**Potongan Dokumen**
Pertama-tama, legalitas formal menjadi syarat mutlak bagi Ormas untuk dapat menjadi pelaksana kegiatan swakelola. Ormas harus memiliki akta pendirian notaris, Surat Keputusan (SK) dari Kementerian Hukum dan HAM sebagai bukti bahwa organisasi tersebut telah terdaftar secara resmi di negara, serta memiliki Nomor Pokok Wajib Pajak (NPWP) yang aktif. Legalitas ini menjadi indikator dasar bahwa Ormas tersebut memiliki struktur organisasi dan pertanggungjawaban hukum yang jelas. Tanpa legalitas yang lengkap, maka pelibatan Ormas akan berisiko tinggi terhadap aspek hukum dan audit di kemudian hari.
Kedua, struktur organisasi yang jelas dan fungsional menjadi ciri khas lain dari Ormas yang dapat dilibatkan dalam swakelola. Struktur ini setidaknya mencakup ketua organisasi, sekretaris, dan bendahara, dengan tugas-tugas yang serupa dengan tim swakelola internal di pemerintahan. Ketika organisasi telah terbiasa menjalankan kegiatan sosial atau pemberdayaan masyarakat, maka fungsi-fungsi ini biasanya telah berjalan secara rutin, sehingga memudahkan integrasi dengan sistem pelaporan keuangan dan administrasi pemerintah.

**Catatan Tersimpan**
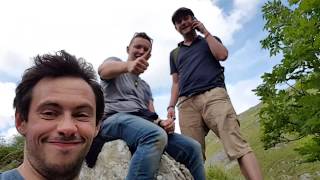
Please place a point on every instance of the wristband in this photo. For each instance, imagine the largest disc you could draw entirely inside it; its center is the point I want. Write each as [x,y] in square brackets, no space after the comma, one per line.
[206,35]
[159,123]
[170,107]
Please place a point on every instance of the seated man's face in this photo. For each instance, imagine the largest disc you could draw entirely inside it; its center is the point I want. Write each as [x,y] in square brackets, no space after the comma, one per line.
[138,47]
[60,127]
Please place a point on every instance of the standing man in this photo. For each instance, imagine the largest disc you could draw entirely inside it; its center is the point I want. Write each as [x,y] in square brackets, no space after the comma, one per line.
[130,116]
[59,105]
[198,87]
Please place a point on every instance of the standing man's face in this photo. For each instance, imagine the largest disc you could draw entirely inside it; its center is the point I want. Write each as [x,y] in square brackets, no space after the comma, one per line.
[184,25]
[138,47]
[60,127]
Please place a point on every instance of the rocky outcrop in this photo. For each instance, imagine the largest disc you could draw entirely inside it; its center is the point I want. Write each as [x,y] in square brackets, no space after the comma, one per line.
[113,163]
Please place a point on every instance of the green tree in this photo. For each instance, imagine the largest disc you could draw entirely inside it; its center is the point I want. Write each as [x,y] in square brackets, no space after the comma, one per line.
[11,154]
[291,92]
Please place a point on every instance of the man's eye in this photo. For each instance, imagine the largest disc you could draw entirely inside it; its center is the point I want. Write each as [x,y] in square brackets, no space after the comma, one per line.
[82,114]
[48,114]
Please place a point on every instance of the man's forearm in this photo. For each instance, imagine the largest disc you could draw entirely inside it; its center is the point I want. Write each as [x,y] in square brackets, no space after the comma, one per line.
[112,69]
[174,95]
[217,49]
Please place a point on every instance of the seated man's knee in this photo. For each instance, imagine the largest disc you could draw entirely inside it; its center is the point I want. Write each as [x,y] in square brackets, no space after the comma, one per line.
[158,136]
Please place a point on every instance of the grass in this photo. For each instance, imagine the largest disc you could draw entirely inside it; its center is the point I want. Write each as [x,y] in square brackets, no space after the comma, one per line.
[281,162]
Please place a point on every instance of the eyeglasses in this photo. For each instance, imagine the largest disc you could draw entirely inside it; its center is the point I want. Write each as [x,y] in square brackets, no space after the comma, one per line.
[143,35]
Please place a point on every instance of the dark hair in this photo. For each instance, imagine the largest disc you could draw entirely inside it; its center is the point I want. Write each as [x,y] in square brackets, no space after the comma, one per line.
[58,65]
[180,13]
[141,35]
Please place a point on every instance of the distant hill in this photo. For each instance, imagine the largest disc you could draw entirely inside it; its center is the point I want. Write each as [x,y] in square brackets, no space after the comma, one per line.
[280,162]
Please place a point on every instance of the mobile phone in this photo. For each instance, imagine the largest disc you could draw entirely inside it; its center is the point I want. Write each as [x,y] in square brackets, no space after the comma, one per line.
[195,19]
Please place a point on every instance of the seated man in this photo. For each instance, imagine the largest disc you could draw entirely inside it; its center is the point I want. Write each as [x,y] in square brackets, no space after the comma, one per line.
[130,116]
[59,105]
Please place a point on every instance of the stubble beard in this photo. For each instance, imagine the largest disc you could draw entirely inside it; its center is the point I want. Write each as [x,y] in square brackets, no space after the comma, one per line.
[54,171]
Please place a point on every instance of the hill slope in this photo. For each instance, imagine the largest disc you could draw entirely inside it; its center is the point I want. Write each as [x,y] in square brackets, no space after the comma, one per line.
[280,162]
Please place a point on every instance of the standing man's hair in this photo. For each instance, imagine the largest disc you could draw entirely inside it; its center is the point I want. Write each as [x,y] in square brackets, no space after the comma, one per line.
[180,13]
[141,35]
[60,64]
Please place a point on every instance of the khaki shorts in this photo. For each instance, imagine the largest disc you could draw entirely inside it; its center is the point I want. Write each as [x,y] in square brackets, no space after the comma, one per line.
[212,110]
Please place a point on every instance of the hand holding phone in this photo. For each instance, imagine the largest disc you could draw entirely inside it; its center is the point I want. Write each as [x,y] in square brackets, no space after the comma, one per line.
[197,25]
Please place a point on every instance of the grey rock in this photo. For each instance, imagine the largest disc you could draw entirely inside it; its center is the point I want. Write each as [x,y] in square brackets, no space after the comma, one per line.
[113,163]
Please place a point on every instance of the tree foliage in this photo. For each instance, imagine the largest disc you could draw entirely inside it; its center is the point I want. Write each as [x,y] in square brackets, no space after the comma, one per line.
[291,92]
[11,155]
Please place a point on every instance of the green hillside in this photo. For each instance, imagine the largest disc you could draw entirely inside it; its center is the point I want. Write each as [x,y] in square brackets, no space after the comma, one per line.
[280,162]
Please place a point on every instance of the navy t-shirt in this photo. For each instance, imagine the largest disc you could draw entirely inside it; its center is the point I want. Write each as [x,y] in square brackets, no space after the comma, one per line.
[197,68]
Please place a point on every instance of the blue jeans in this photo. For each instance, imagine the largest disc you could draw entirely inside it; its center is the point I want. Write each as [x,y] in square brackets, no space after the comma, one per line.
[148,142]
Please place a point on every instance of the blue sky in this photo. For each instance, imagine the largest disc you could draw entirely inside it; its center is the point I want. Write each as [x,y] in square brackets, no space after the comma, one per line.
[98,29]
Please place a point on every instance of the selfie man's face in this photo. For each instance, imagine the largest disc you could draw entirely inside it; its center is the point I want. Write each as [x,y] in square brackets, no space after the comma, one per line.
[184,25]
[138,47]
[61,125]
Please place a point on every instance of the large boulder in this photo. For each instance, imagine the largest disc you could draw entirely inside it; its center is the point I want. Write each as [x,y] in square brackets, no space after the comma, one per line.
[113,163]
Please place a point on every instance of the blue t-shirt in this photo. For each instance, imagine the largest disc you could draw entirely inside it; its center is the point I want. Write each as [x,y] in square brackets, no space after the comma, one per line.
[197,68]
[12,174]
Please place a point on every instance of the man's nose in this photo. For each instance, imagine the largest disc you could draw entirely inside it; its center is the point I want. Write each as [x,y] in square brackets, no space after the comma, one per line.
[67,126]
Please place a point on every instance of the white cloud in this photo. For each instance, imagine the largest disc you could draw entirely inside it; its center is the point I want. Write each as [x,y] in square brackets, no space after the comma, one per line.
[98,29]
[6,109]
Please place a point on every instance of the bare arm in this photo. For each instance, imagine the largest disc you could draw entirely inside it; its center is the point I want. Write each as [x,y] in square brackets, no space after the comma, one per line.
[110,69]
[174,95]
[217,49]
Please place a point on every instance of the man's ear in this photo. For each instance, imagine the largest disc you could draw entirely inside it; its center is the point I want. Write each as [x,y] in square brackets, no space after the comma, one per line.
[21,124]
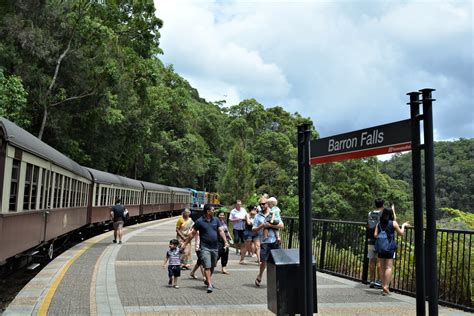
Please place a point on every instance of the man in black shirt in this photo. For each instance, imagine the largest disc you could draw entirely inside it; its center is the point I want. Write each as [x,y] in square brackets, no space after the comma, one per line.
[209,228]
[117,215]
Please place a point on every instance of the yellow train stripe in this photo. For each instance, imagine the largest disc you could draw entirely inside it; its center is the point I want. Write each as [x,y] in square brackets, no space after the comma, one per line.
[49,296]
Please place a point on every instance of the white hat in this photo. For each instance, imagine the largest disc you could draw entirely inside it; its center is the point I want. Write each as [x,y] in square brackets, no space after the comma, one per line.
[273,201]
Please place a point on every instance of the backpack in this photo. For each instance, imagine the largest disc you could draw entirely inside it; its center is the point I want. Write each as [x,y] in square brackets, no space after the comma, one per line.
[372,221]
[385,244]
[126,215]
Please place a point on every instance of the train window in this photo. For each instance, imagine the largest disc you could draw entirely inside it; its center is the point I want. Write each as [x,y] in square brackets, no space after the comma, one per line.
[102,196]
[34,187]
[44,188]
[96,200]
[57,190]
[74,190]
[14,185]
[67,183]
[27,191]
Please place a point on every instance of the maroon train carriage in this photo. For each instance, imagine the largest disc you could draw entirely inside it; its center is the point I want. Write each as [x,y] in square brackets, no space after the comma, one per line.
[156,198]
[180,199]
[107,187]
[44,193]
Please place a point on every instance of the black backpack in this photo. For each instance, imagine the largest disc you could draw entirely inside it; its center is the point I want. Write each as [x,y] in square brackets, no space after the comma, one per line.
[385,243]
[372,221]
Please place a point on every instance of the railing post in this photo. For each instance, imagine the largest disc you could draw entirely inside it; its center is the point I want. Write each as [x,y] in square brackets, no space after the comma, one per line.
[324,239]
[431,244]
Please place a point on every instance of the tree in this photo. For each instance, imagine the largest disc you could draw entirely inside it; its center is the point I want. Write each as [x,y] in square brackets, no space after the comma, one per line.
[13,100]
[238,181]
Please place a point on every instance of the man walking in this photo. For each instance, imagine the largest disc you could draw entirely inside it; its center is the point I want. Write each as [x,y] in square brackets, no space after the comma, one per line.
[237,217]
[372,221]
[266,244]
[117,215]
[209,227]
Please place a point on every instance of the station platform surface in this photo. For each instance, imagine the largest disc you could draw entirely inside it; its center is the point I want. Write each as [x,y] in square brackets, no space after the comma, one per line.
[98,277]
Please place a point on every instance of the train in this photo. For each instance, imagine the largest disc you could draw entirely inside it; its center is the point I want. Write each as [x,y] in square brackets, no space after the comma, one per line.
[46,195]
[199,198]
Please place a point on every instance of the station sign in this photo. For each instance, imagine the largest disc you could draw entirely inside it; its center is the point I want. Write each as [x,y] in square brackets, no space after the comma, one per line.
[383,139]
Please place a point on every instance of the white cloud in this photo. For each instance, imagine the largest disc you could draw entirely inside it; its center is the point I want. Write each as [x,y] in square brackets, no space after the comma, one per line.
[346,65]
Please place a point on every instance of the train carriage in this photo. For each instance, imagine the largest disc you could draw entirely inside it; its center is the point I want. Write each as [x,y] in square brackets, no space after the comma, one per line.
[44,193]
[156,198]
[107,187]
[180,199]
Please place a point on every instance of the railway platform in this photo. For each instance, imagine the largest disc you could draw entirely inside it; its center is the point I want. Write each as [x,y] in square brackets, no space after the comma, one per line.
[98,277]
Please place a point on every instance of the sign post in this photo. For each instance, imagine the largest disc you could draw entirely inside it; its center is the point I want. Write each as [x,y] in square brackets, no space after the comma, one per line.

* * *

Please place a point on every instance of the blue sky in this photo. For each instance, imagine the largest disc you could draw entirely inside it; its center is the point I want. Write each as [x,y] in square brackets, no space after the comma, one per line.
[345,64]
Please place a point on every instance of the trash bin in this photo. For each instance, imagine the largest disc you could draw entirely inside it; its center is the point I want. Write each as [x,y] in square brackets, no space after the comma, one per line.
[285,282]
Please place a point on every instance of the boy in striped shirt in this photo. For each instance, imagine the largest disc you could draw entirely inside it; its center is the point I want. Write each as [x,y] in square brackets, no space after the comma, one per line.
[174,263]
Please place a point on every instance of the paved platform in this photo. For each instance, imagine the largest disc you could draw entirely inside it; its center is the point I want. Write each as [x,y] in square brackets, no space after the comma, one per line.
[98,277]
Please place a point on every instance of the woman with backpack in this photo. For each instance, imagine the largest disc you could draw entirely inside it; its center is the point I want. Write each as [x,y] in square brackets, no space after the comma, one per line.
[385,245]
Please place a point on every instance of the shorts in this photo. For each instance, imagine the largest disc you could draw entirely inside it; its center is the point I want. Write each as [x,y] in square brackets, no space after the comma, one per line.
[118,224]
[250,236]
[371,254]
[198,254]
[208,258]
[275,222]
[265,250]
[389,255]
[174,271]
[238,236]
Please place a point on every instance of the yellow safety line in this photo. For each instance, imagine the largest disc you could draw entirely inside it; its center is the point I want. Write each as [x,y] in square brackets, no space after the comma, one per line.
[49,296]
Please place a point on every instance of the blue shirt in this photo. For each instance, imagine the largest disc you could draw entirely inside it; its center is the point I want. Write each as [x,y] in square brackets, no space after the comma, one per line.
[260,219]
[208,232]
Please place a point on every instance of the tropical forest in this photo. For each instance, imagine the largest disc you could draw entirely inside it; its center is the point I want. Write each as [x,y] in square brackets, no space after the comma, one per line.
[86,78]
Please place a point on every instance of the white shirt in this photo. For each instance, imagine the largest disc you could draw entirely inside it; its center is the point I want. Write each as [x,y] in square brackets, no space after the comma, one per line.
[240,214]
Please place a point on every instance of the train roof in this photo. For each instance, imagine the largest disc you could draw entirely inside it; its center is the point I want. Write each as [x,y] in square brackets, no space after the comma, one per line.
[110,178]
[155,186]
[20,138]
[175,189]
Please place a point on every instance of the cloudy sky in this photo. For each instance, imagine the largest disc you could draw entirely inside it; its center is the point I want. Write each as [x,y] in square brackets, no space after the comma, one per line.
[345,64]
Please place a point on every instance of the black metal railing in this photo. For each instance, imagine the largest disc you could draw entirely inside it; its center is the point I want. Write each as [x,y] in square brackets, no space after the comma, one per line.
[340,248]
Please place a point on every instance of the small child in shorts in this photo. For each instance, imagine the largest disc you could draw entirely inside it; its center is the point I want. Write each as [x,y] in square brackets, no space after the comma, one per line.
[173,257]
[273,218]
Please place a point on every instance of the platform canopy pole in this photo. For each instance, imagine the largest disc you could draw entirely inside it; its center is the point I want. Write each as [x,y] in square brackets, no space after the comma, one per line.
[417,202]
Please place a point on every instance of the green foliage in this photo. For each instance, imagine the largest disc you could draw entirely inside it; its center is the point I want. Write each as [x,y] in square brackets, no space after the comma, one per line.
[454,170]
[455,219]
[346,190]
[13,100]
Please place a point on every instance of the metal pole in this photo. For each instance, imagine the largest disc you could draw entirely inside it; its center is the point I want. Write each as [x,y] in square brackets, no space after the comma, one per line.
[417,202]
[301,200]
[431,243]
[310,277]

...

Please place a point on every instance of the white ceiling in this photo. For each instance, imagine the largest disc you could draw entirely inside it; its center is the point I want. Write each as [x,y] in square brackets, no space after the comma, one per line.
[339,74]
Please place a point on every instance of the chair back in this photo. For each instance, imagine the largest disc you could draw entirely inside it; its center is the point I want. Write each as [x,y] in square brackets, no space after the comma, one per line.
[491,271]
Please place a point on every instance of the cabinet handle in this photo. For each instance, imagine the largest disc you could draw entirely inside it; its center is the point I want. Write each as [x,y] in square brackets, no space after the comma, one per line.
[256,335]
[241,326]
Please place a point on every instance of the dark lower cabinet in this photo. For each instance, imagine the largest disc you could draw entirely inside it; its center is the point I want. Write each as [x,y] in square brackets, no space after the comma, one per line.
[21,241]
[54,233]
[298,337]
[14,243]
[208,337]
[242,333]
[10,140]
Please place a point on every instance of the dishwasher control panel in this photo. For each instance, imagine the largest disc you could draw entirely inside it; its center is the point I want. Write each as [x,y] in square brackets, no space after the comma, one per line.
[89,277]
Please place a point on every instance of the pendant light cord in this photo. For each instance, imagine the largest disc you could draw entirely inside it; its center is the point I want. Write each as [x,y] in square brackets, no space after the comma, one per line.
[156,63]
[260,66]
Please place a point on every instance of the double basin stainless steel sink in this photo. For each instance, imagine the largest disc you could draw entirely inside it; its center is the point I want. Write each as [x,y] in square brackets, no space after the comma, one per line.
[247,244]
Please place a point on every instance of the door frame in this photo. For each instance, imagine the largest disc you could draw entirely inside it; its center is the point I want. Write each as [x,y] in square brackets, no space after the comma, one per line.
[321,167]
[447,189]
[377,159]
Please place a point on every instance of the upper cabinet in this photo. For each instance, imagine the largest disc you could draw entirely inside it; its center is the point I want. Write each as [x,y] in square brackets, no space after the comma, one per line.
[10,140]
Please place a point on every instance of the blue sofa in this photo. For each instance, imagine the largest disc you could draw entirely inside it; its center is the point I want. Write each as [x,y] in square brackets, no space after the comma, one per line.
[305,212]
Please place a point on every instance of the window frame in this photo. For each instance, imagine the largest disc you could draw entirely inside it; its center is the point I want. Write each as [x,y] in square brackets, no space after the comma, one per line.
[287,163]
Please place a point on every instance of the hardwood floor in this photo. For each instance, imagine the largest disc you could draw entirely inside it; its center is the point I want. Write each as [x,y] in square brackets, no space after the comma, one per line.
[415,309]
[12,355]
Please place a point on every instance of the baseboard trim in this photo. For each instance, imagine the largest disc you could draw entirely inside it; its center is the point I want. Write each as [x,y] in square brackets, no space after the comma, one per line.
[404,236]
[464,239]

**Tugas yang Dikerjakan**
Silakan tuliskan lanjutan teks tentang pelibatan Ormas dalam swakelola, dimulai setelah kalimat terakhirnya. Catatan tersebut merupakan bahan tersendiri, terpisah dari teks tentang pelibatan Ormas dalam swakelola.

**Hasil Latihan Ini**
Ketiga, Ormas biasanya memiliki basis keanggotaan atau jaringan relawan yang luas, tergantung pada latar belakang dan fokus organisasi tersebut. Misalnya, Ormas kepemudaan akan memiliki jaringan kader di tingkat desa hingga kabupaten, sedangkan Ormas keagamaan memiliki struktur hingga tingkat RT. Keberadaan jaringan ini sangat membantu dalam proses rekrutmen tenaga pelaksana lapangan, distribusi informasi program, hingga penggalangan partisipasi masyarakat secara luas. Di sinilah nilai tambah Ormas-mereka tidak hanya sebagai pelaksana teknis, tetapi juga sebagai jembatan antara pemerintah dan komunitas penerima manfaat.
Keempat, Ormas sering kali memiliki akses pada sumber pendanaan non-pemerintah, seperti hibah dari lembaga donor internasional, dana tanggung jawab sosial perusahaan (CSR), atau donasi dari masyarakat. Pendanaan multisumber ini menambah kapasitas organisasi untuk melakukan penyesuaian program apabila terjadi kendala pendanaan dari pemerintah, sekaligus memperkuat keberlanjutan program setelah kegiatan swakelola selesai. Ormas yang terbiasa mengelola dana non-APBN/APBD juga cenderung memiliki pengalaman menyusun laporan keuangan dan naratif, yang menjadi modal penting dalam pelaksanaan swakelola secara tertib administrasi.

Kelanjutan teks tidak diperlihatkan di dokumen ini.